YOUR TASK
Word for word, retype the lines from the one containing "image=above" to the last line of the data below, both ends included.

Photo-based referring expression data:

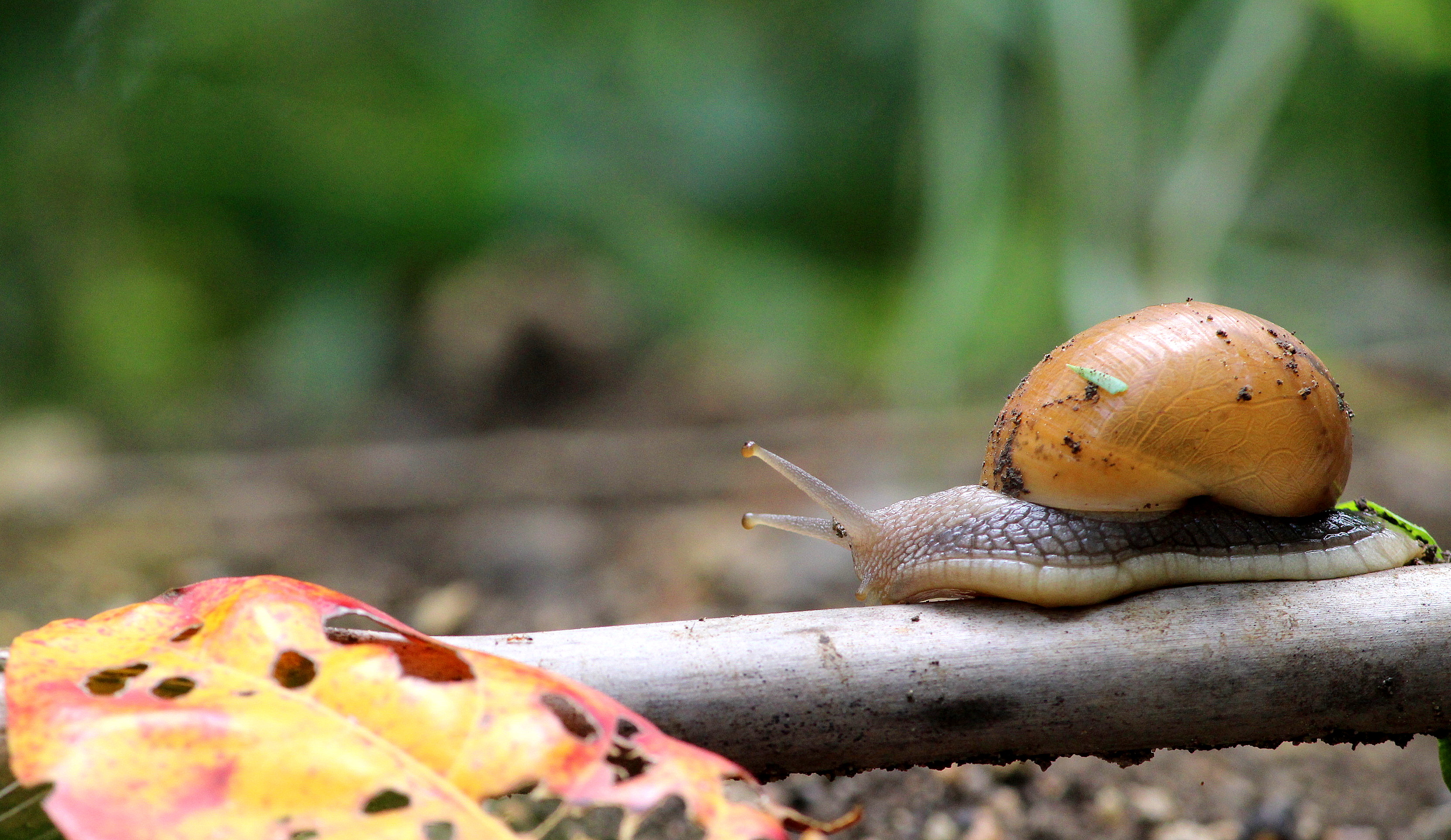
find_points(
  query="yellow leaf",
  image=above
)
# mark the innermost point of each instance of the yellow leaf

RESPONSE AREA
  image=above
)
# mark the innermost point of each instance of the yellow leaf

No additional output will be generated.